JEDDAH, Saudi Arabia: More than 500 Iraqi pilgrims are still on Saudi borders in Ar Ar region since last Saturday, reports said.

One of them said that the Saudi government did not give them permission to enter its land to perform the annual hajj pilgrimage without telling them any reason for the move.

Al-Haj Adnan Yassin added that the 500 pilgrims came in one caravan and they have passports issued from Iraq stamped with permission to leave the country. He said the US forces had confirmed legality and validity of the documents which the caravan members keep.

Yassin told that a large number of the caravan is old people as well as sick, and the food stuff which they had is about to finish.

He appealed to the Custodian of Two Holy Mosques King Fahad bin Abdul Aziz Al-Saud to permit them for entering the kingdom for performing hajj.

Meanwhile, some of the 1.2 million foreign pilgrims and hundreds of thousands from Saudi Arabia expected to perform the annual hajj pilgrimage have started descending at the holy city of Mecca, which houses Holy Ka’aba.

GIVEN DATA:
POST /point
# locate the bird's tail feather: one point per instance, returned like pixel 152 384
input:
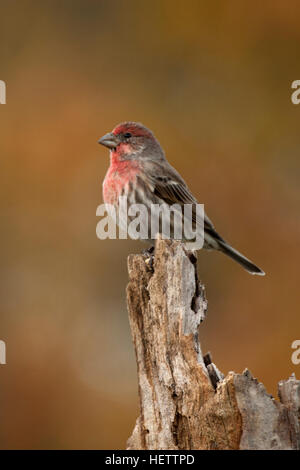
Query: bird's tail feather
pixel 239 258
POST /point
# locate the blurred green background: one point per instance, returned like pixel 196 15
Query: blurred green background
pixel 213 81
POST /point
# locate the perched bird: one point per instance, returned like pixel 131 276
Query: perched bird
pixel 140 171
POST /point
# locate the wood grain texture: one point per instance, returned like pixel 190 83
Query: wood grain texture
pixel 185 401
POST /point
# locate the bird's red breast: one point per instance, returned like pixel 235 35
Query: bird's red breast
pixel 119 175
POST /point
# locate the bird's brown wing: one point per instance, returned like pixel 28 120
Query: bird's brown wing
pixel 172 189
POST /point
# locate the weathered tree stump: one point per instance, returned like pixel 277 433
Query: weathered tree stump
pixel 185 402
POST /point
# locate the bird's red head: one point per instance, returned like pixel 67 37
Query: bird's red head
pixel 131 140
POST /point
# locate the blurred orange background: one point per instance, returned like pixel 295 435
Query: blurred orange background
pixel 213 81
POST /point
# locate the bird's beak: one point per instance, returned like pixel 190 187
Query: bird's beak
pixel 109 140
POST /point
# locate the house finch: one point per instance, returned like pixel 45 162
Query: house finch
pixel 140 172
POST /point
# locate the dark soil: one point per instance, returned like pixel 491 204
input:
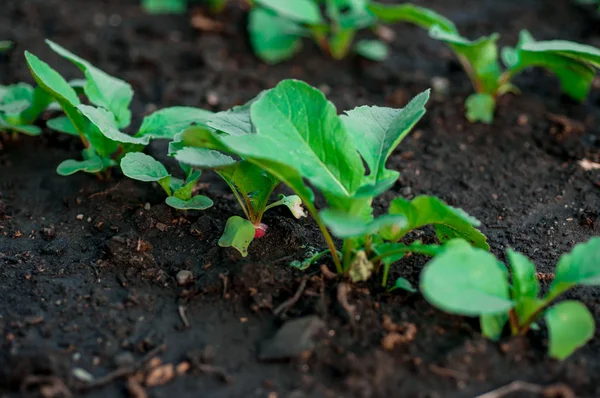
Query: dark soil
pixel 88 268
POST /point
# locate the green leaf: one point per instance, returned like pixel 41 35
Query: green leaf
pixel 142 167
pixel 580 266
pixel 377 131
pixel 467 281
pixel 274 39
pixel 70 166
pixel 492 325
pixel 480 108
pixel 167 122
pixel 345 225
pixel 56 86
pixel 570 326
pixel 481 57
pixel 525 284
pixel 198 202
pixel 420 16
pixel 238 234
pixel 374 50
pixel 403 284
pixel 101 88
pixel 105 122
pixel 164 6
pixel 449 222
pixel 301 11
pixel 62 124
pixel 204 158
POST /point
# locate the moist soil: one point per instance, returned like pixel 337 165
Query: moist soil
pixel 88 268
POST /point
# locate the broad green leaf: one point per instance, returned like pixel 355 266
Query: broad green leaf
pixel 467 281
pixel 101 88
pixel 420 16
pixel 56 86
pixel 70 166
pixel 238 234
pixel 142 167
pixel 344 225
pixel 198 202
pixel 570 326
pixel 480 108
pixel 481 57
pixel 106 124
pixel 301 11
pixel 525 284
pixel 449 222
pixel 377 131
pixel 164 6
pixel 62 124
pixel 274 39
pixel 186 190
pixel 167 122
pixel 492 325
pixel 572 63
pixel 580 266
pixel 204 158
pixel 374 50
pixel 403 284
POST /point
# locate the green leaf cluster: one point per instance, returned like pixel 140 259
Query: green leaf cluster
pixel 466 280
pixel 293 134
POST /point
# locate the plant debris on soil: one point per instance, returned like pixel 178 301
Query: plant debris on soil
pixel 93 301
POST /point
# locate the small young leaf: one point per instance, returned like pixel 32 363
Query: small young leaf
pixel 167 122
pixel 301 11
pixel 570 326
pixel 374 50
pixel 492 325
pixel 361 268
pixel 377 131
pixel 448 221
pixel 525 284
pixel 580 266
pixel 238 234
pixel 62 124
pixel 142 167
pixel 198 202
pixel 480 108
pixel 273 38
pixel 403 284
pixel 70 166
pixel 101 88
pixel 420 16
pixel 345 225
pixel 105 122
pixel 467 281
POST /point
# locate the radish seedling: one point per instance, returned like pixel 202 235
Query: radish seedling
pixel 20 106
pixel 251 185
pixel 469 281
pixel 298 135
pixel 99 126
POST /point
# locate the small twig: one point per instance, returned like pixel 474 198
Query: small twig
pixel 50 386
pixel 125 371
pixel 183 317
pixel 288 304
pixel 555 390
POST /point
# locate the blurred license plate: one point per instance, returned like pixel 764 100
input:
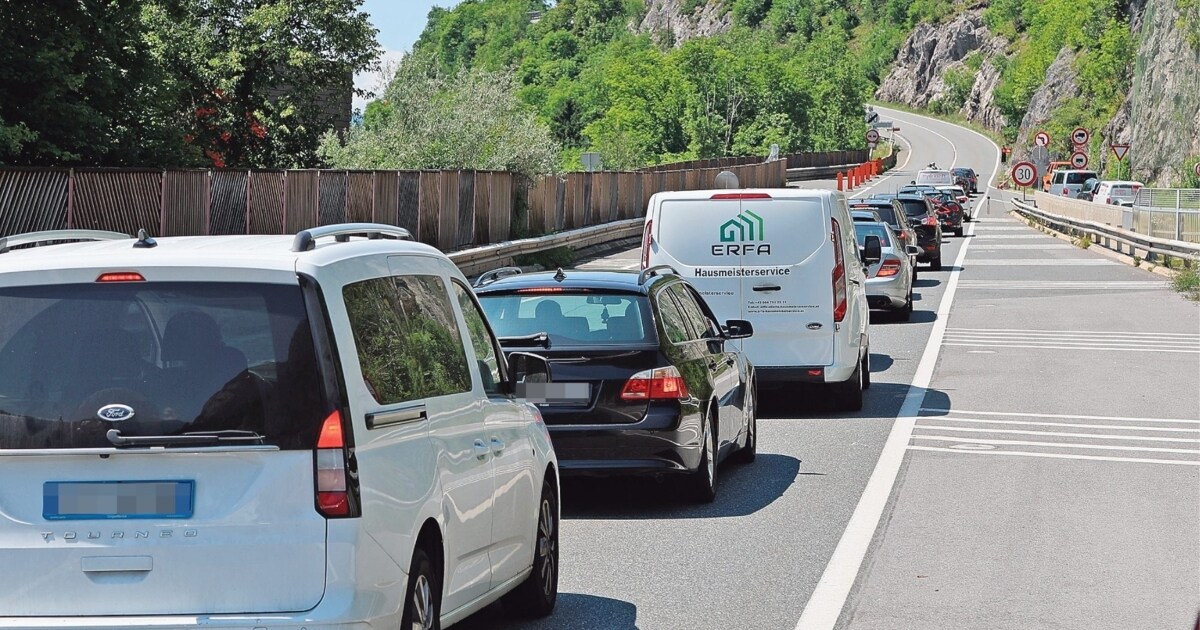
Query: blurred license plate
pixel 65 501
pixel 558 393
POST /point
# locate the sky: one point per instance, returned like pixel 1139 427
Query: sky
pixel 400 23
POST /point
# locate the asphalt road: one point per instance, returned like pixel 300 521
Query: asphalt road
pixel 1021 497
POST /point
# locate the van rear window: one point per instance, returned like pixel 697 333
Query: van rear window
pixel 184 357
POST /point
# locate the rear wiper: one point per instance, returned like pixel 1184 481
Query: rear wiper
pixel 197 438
pixel 537 339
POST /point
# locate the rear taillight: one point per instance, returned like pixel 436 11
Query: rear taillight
pixel 658 384
pixel 333 478
pixel 889 267
pixel 646 245
pixel 839 276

TASKS TO CARRY OUT:
**1.** Reproduce the part of the report on Iraqi pilgrims that opens with the words containing "JEDDAH, Saudi Arabia: More" and closes with "about to finish.".
**2.** Write what follows the last sentence of the report on Iraqi pilgrims at the Saudi border.

ANSWERS TO THE TASKS:
**1.**
JEDDAH, Saudi Arabia: More than 500 Iraqi pilgrims are still on Saudi borders in Ar Ar region since last Saturday, reports said.

One of them said that the Saudi government did not give them permission to enter its land to perform the annual hajj pilgrimage without telling them any reason for the move.

Al-Haj Adnan Yassin added that the 500 pilgrims came in one caravan and they have passports issued from Iraq stamped with permission to leave the country. He said the US forces had confirmed legality and validity of the documents which the caravan members keep.

Yassin told that a large number of the caravan is old people as well as sick, and the food stuff which they had is about to finish.

**2.**
According to Okaz newspaper report Wednesday, over 1.07 million pilgrims have already arrived in Saudi Arabia, 972,000 of them by air for the hajj, which officially starts on January 19.

Another 17,000 arrived by sea, with more than 6,500 Sudanese and 1,000 Egyptian pilgrims crossing the Red Sea to the port of Jeddah, it said.

Hajj is also a profitable season for the western region of oil-rich Saudi Arabia, which reportedly earned about 5.2 billion riyals (1.38 billion dollars) from foreigners during last year's pilgrimage.

A survey showed the 1.4 million foreign pilgrims who flocked to Holy Mecca spent 1.4 billion riyals (373.3 million dollars) on accommodation. They also spent two billion (533.3 million dollars) on air transport, of which 20 percent went to state carrier Saudi Airlines, and the remainder on other services and gifts.

Figures on pilgrims are expected to keep rising, forcing the kingdom to increase its capacity to accommodate the largest annual Muslim gathering worldwide and where deadly stampedes do happen.

Estimates expect hajj figures to grow to three million in five years and to between 3.5 and 3.7 million in 10 years.

This would be in addition to more than 10 million performing the umrah every year by 2014.

Last year's hajj saw 251 pilgrims trampled or suffocated to death during a stampede as they vied to stone three pillars representing the devil in Mina, near Holy Mecca.

The incident prompted King Fahd to announce a major renovation project, which envisages boosting the capacity at the stoning site from 160,000 pilgrims an hour to 500,000.

The hajj season ends on January 21 marking the first day of the feast of Eid-ol-Adha.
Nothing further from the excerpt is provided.